I want to have a window “fill” the screen, which can be done manually by selecting a window and then pressing the ctrl+globe+F keys simultaneously.
Is there a way to automate that with keyboard maestro? There are certain Windows that I want to always fill the screen ( not to be confused with fullscreen ) , and when I move the Dock to another display, they have a Dock-shaped gap at the bottom of the screen where the Dock was.
So , when I move the Dock, I want a quick way of resizing these windows to fill the screen.
I’m on macOS 26.5 and KM 11.0.4.
Update
I’m close, except only the front window is resizing. Even though I’m looping through all of the Windows and resizing and moving them in the same way. Internal is the builtin Macbook monitor that VS Code Windows are on.
A lot easier to help you were you to include / upload your macro, that way we can download and test it.
I am not at my desk at the moment to test your build but Keyboard Maestro only acts on the frontmost window which is likely why only the frontmost window is being resized, you need to bring each window to the front and then resize the windows as you loop through.
I changed the loop to count down instead of up, and change the index to a Local_ name. No change in the behavior. Foreground window is fills the screen, other windows - I opened a total of 3 VS Code windows with different sizes and locations - remain unchanged.
I noticed when I print the WINDOWCOUNT , it’s 1 even though I have 3 application windows opened.
Hmmm, I downloaded and tried your macro noting the following:
VS Code has a-typical window behaviour; for example, it does not respond to ⌘H. I Googled this and it is known bug.
VS Code's window count also does not work (don't know whether it is related to the bug in 1 above or not), for some reason as you noted (at least in Keyboard Maestro) it always reports 1 window, no matter how many are open. Perhaps @peternlewis or @Nige_S can shed some light as to why.

**Short exercise 1**:
In the forum thread about filling the screen with windows in Keyboard Maestro, which versions of macOS and Keyboard Maestro is the original poster using?
**Short exercise 2**:
Pick up the forum thread about filling the screen with windows in Keyboard Maestro after its final sentence and carry it on.

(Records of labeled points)
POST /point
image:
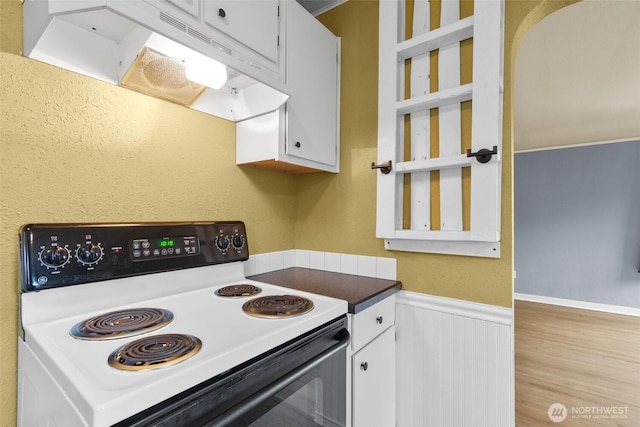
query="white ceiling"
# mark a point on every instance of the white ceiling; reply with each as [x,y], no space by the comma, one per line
[577,77]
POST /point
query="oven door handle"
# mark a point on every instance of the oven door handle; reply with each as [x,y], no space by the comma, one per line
[231,415]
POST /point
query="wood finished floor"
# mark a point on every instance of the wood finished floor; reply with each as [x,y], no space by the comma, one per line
[587,360]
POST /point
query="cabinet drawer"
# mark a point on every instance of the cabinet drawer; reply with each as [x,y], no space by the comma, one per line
[371,322]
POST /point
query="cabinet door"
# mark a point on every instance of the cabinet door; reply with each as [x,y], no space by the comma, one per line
[254,23]
[312,73]
[374,386]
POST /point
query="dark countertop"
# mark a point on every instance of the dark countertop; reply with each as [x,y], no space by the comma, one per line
[359,291]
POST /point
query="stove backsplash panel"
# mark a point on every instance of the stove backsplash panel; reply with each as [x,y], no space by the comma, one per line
[54,255]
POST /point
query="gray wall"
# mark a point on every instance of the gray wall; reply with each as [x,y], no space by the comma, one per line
[577,223]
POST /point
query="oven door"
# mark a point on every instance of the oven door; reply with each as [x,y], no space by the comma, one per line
[301,383]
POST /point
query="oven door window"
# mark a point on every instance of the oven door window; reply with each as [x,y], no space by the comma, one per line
[301,383]
[308,402]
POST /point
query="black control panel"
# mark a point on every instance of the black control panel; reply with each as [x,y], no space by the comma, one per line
[54,255]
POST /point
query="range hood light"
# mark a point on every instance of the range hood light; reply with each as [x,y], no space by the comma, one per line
[206,71]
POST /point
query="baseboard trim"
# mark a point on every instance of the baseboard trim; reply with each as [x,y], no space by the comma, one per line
[490,313]
[585,305]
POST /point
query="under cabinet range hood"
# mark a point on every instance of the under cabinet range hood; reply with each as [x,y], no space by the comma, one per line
[155,46]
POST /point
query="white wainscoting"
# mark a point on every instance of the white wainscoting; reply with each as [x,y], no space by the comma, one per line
[454,363]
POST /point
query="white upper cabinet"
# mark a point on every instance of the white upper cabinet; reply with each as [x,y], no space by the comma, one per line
[408,193]
[252,23]
[302,136]
[312,120]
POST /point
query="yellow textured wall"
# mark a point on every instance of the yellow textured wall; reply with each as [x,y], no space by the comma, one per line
[75,149]
[340,210]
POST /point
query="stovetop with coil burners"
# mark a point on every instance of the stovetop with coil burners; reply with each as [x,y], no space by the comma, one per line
[79,279]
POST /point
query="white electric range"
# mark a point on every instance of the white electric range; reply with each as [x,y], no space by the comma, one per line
[137,323]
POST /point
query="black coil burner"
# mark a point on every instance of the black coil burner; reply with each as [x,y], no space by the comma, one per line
[154,352]
[277,306]
[239,290]
[121,323]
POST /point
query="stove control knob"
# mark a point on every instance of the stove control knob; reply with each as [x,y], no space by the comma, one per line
[89,254]
[238,241]
[222,242]
[55,256]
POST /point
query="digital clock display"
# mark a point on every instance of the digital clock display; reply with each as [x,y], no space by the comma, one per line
[167,243]
[164,247]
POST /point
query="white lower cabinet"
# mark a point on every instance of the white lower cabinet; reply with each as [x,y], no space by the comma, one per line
[372,366]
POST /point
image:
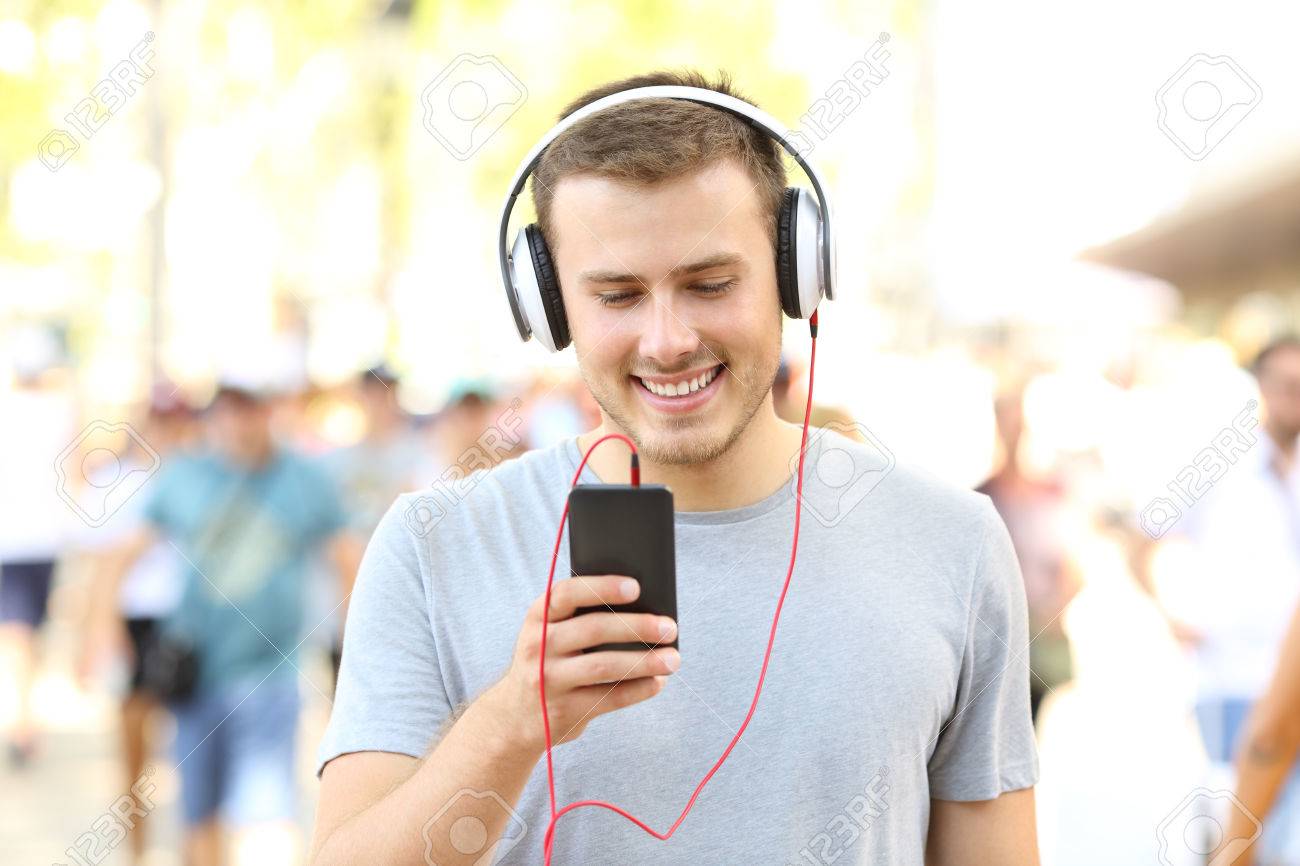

**Response 1**:
macOS 26.5 and Keyboard Maestro 11.0.4.

**Response 2**:
But.....the below AppleScript does what you want. at least on my MacBook [Note; VS Code's menu bar reads as Code].
tell application "Keyboard Maestro Engine"
set svLeft to (calculate "SCREENVISIBLE(Main,Left)") as integer
set svTop to (calculate "SCREENVISIBLE(Main,Top)") as integer
set svWidth to (calculate "SCREENVISIBLE(Main,Width)") as integer
set svHeight to (calculate "SCREENVISIBLE(Main,Height)") as integer
end tell
tell application "Code" to activate
tell application "System Events"
tell process "Code"
repeat with w in (windows whose value of attribute "AXMinimized" is false)
try
set position of w to {svLeft, svTop}
set size of w to {svWidth, svHeight}
end try
end repeat
end tell
end tell
Were it me, I would parametrize it further to read in i) the Application and ii) desired window position settings as it would allow you to use it as a sub-macro or subroutine.
@majorgear -- VS Code is a Microsoft app and an Electron app. Double the chance that something gets broken in any update! But perhaps there's another way...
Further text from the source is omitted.